- _Fragen zum Text_
1. Gib aus dem Textauszug über den Kabarettabend den Abschnitt von "Vorige Woche wurde" bis einschließlich "Mitternacht im Park." wortgetreu aus.
2. Schreibe den Textauszug über den Kabarettabend weiter und setze direkt nach seinem letzten Satz ein.

- _Textauszug_
◇ ◇ ◇
Als es dann so weit war, fühlte es sich seltsam an.
Vorige Woche wurde ich ins Kabarett eingeladen. Ich bin aus allen Wolken gefallen, und habe fast wahnhaft Gedanken gewälzt: Kann ich es, trotz Impfung, schon wagen? Ist das überhaupt sicher? Sollte ich meine Maske lieber auflassen? Wie viele Menschen treffe ich? Und wie verhalte ich mich ihnen gegenüber?
Der Abend war dann ziemlich geschmeidig, sogar das Programm – ich bin eigentlich kein Kabarett-Fan – war in Ordnung. Dennoch: Ich fühlte mich unwohl, oder besser: überrumpelt von so viel Normalität. Ich muss mich erst wieder an volle Terrassen vor den Kneipen gewöhnen, an Kulturveranstaltungen in geschlossenen Räumen sowieso und erst recht an die enorme Menschenmenge um Mitternacht im Park.
◇ ◇ ◇
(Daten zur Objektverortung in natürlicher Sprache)
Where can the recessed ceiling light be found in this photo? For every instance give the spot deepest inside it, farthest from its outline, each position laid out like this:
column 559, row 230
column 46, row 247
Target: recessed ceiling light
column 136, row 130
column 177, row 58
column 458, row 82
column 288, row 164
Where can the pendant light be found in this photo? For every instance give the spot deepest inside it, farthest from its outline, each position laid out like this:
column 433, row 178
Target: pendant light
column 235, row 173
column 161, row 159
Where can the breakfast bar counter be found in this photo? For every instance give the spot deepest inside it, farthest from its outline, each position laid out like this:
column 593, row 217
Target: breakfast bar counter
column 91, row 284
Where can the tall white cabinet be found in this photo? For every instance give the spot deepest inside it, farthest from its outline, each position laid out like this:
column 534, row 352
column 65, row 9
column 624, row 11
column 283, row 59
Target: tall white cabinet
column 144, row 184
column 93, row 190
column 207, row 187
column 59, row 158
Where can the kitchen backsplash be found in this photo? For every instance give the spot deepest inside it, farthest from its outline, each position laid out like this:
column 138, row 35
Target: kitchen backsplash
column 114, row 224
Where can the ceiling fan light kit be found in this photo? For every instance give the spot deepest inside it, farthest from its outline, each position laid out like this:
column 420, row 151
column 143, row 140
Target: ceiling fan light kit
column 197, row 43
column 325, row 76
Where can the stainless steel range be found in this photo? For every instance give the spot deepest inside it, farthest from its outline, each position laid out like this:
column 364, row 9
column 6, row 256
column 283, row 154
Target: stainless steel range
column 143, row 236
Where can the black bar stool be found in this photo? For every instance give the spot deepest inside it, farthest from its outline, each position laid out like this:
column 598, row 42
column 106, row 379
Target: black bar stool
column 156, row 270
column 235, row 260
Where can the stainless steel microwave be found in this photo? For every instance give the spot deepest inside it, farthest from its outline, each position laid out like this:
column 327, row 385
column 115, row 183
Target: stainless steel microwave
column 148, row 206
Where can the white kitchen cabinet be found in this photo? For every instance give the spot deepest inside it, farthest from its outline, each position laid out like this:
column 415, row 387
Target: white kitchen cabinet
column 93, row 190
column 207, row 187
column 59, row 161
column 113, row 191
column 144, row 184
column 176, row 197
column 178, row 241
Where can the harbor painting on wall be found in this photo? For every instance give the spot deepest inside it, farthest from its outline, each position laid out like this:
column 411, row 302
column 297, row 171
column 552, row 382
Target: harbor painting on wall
◇ ◇ ◇
- _Antworten je Aufgabe_
1.
Vorige Woche wurde ich ins Kabarett eingeladen. Ich bin aus allen Wolken gefallen, und habe fast wahnhaft Gedanken gewälzt: Kann ich es, trotz Impfung, schon wagen? Ist das überhaupt sicher? Sollte ich meine Maske lieber auflassen? Wie viele Menschen treffe ich? Und wie verhalte ich mich ihnen gegenüber?
Der Abend war dann ziemlich geschmeidig, sogar das Programm – ich bin eigentlich kein Kabarett-Fan – war in Ordnung. Dennoch: Ich fühlte mich unwohl, oder besser: überrumpelt von so viel Normalität. Ich muss mich erst wieder an volle Terrassen vor den Kneipen gewöhnen, an Kulturveranstaltungen in geschlossenen Räumen sowieso und erst recht an die enorme Menschenmenge um Mitternacht im Park.

2.
Auf dem Rückweg musste ich mein Velo nämlich durch tanzende, trinkende, feiernde junge Leute schieben. Es gab fast kein Durchkommen. Von der Ausgelassenheit, die ich ihnen von Herzen gönne, bin ich selbst meilenweit entfernt. Bis ich mich wieder annähere, gehöre ich gern zur Fraktion JOMO («Joy of missing out») und habe wohl noch eine Weile Freude daran, etwas zu verpassen.